- [PROBLEMS TO SOLVE]
1. Set down the passage of the chair production problem word for word, starting with "The Cheery Cherry" and going on through "with completed chairs.)".
2. In the chair production problem, how many board feet of wood does producing one Capulet require?

- [QUOTED TEXT]
START

Question

The Cheery Cherry Chair Company makes three types of chairs, the Montegue, the Capulet, and the Verona. Each chair requires assembly, finishing, and a certain amount of wood to make. The assembly area can be used for at most 7 hours per day. To keep him busy, the finishing person needs to work at least 6 hours per day. Producing a Monteguerequires 1 hour of assembly, 2 hour of finishing, and 6 board feet of wood. Producing a Capulet requires 1 hour of assembly, 1 hour of finishing, and 6 board feet of wood. Finally, producing a Verona requires 2 hour of assembly, 1 hour of finishing, and 2 board feet of wood. If the company wants to minimize the amount of cherry wood used, how many should they make of each model? (It is possible to complete a fractional part a chair in a given day; in the long run you end up with completed chairs.)

Number of Montegues =
Number of Capulets =
Number of Veronas =

How many board feet of cherry wood would be used each day?

Answer 1

x₁ = 1.6667 x₂ = 0 x₃ = 2.6667

z(minimum) = 15.3333

Explanation:

Assembly Finishing wood

Montegue (x₁) 1 2 6

Capulet (x₂) 1 1 6

Verona (x₃) 2 1 2

Availability

Assembly area at most 7 hours

Finishing area at least 6 hours

Then

Objective Function

z = 6*x₁ + 6*x₂ + 2*x₃ to minimize

Subject to:

Constraint 1

Assembly area at most 7 hours

x₁ + x₂ + 2*x₃ ≤ 7

Constraint 2

Finishing area at least 6 hours

2*x₁ + x₂ + x₃ ≥ 6

General constraints x₁ ≥ 0 x₂ ≥ 0 x₃ ≥0

Solution after 3 iterations with the help of on-line solver

x₁ = 1.6667 x₂ = 0 x₃ = 2.6667

z(minimum) = 15.3333

END

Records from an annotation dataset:
START

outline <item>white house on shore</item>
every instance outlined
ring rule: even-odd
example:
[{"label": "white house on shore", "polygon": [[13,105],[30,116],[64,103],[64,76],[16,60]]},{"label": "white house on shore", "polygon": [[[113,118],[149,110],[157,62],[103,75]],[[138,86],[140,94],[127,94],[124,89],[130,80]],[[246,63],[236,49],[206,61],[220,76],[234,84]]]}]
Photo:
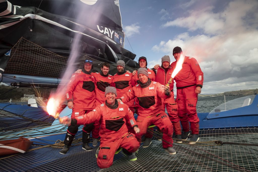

END

- [RESULTS OF THE TASKS]
1.
The Cheery Cherry Chair Company makes three types of chairs, the Montegue, the Capulet, and the Verona. Each chair requires assembly, finishing, and a certain amount of wood to make. The assembly area can be used for at most 7 hours per day. To keep him busy, the finishing person needs to work at least 6 hours per day. Producing a Monteguerequires 1 hour of assembly, 2 hour of finishing, and 6 board feet of wood. Producing a Capulet requires 1 hour of assembly, 1 hour of finishing, and 6 board feet of wood. Finally, producing a Verona requires 2 hour of assembly, 1 hour of finishing, and 2 board feet of wood. If the company wants to minimize the amount of cherry wood used, how many should they make of each model? (It is possible to complete a fractional part a chair in a given day; in the long run you end up with completed chairs.)

2. 6 board feet.